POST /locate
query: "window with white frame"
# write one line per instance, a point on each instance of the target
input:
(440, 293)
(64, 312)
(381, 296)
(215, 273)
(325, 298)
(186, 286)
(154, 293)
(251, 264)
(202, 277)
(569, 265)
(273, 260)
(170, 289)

The request:
Rewrite the entries above with "white frame" changed to "black frame". Keep every other line and character as it is.

Expected output:
POST /locate
query: "window with black frame"
# write one line per instance, a point on each instance of the target
input:
(440, 293)
(64, 312)
(381, 296)
(215, 273)
(325, 298)
(186, 286)
(154, 293)
(251, 264)
(202, 277)
(569, 265)
(273, 260)
(170, 289)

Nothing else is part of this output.